• [Aim of the task]:
Reproduce the data below verbatim, starting at the line that contains "Can you spot the barren" and stopping after the line that contains "[[703, 341], [248, 427], [1075, 300], [674, 289]]".

• [Provided entries]:
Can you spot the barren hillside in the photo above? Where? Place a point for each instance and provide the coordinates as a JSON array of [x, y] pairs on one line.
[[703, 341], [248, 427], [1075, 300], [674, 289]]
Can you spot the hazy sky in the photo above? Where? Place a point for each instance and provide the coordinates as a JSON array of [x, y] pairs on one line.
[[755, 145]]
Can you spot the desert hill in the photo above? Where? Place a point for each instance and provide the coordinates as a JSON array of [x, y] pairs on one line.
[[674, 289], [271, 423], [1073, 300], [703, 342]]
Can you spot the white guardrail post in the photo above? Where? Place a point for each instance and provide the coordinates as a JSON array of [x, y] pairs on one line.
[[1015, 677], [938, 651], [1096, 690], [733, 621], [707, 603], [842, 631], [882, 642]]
* * *
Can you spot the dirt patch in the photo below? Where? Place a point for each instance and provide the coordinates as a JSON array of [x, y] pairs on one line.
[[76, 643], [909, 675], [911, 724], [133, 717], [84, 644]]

• [Exercise answer]:
Can you spot the barren hillside in the photo above? Where? Place a point for each instance and provide the coordinates as a JSON array of [x, y] pairs on one line.
[[703, 341], [248, 427], [1075, 300], [674, 289]]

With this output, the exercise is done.